§ Data entries:
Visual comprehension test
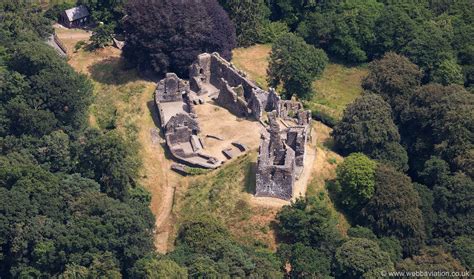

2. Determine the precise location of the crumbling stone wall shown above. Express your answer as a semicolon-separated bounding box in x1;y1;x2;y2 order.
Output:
190;53;268;120
286;126;307;167
155;73;189;103
255;111;296;200
155;73;221;168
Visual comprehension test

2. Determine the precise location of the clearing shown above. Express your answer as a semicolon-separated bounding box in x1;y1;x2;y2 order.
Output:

§ To do:
Rewrite the listing above with "bounding box" changed to "rectangle" everywhere and nothing else altered. Leave out the pictures.

§ Output of the task:
Visual comprehension test

2. Determine the precise location of the crumbling stone wall shown above. Express your answer as a semicolon-separated rectangle in x1;y1;x2;y2 order.
Output:
190;53;268;120
286;126;307;167
155;73;189;103
255;111;296;200
155;73;221;168
Visual comprehension test

2. Determine the precise location of the clearing shown above. Express your answer as a semicolon-separated rectangle in x1;y1;x2;y2 order.
Output:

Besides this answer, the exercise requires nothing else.